* THE REQUEST: Please revise the stretch of the forum thread from "What is the" through "a computers performance.", putting "L3 Cache" wherever "L2 Cache" appears.

* PAGE EXCERPT:
________
# Core2Duo or Core2Quad???



## go4saket (Aug 20, 2007)

Hi guys!

I want to buy a new desktop and am really confused in a few matters. I am sure you guys can help me out with it. Although the list of my doubts is some what long, but please try to help me as much as possible.

What is the basic difference between C2D & C2Q. As I am not much into multitasking, should I go for a C2D or C2Q. I generally do one thing at a time and here is C2Q going to give better performance than C2D. Please also provide me with some links where in I can learn a bit more about the difference between C2Q & C2D.
I saw that Intel Q6600 is 2.8 GHz. Does this mean that all four cores have a speed of 2.8 Ghz. or is it the total of all four.
How does a higher L2 Cache help in a computers performance.
I heard that Intel is soon going to launch 45nm processors against the present 65nm. Does this "nm" part has any effect in the overall speed of the machine or is it just for voltage. Moreover, should I wait for the new 45nm or is it ok to go for 65nm.
Now the most important one, should it be Intel or AMD. Whichever it may be, please also mention the model of the processor and if possible, a good motherboard also for the same.
Thanks in advance...


----------



## Help~Is~Here (Aug 20, 2007)

Before answering all those questions, if you can wait for like 2~3 months, then I would advise you to wait, because there is a whole new batch of processors and chipsets coming out from both AMD and Intel stables.


----------



## infra_red_dude (Aug 20, 2007)
________
* RECORDED INFORMATION:

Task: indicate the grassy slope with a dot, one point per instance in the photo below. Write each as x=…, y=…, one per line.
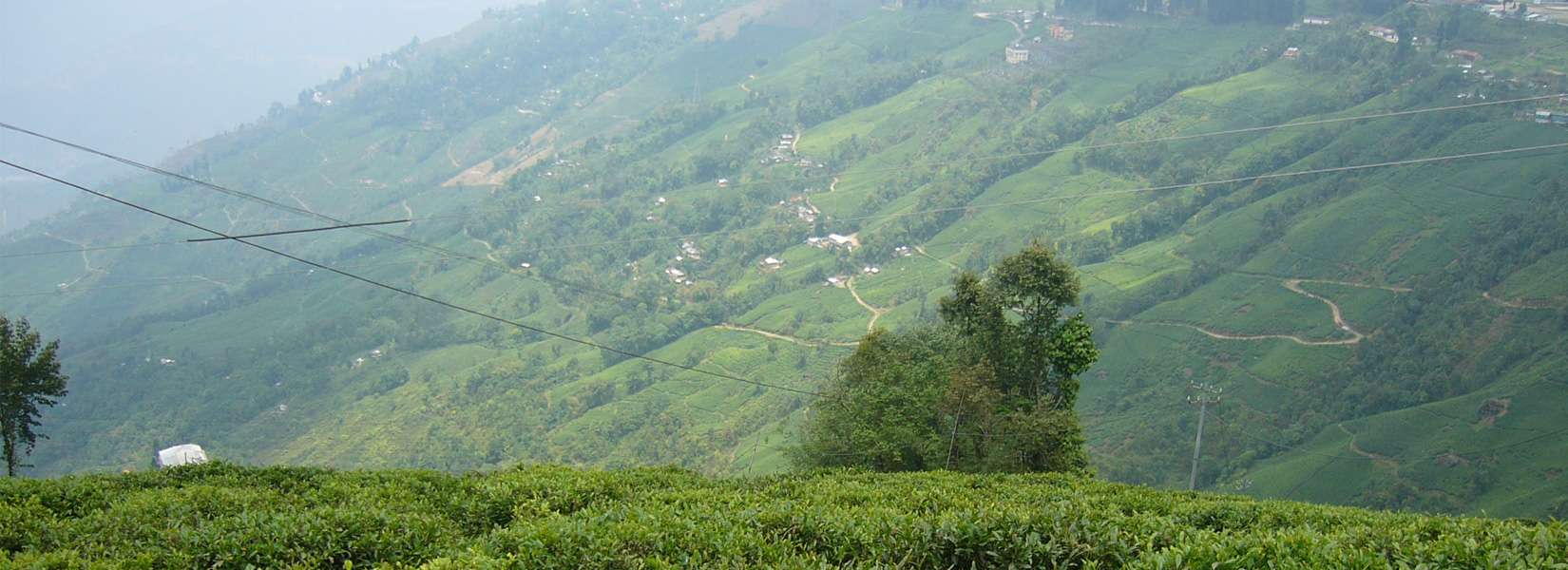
________
* EXPECTED ANSWER:
What is the basic difference between C2D & C2Q. As I am not much into multitasking, should I go for a C2D or C2Q. I generally do one thing at a time and here is C2Q going to give better performance than C2D. Please also provide me with some links where in I can learn a bit more about the difference between C2Q & C2D.
I saw that Intel Q6600 is 2.8 GHz. Does this mean that all four cores have a speed of 2.8 Ghz. or is it the total of all four.
How does a higher L3 Cache help in a computers performance.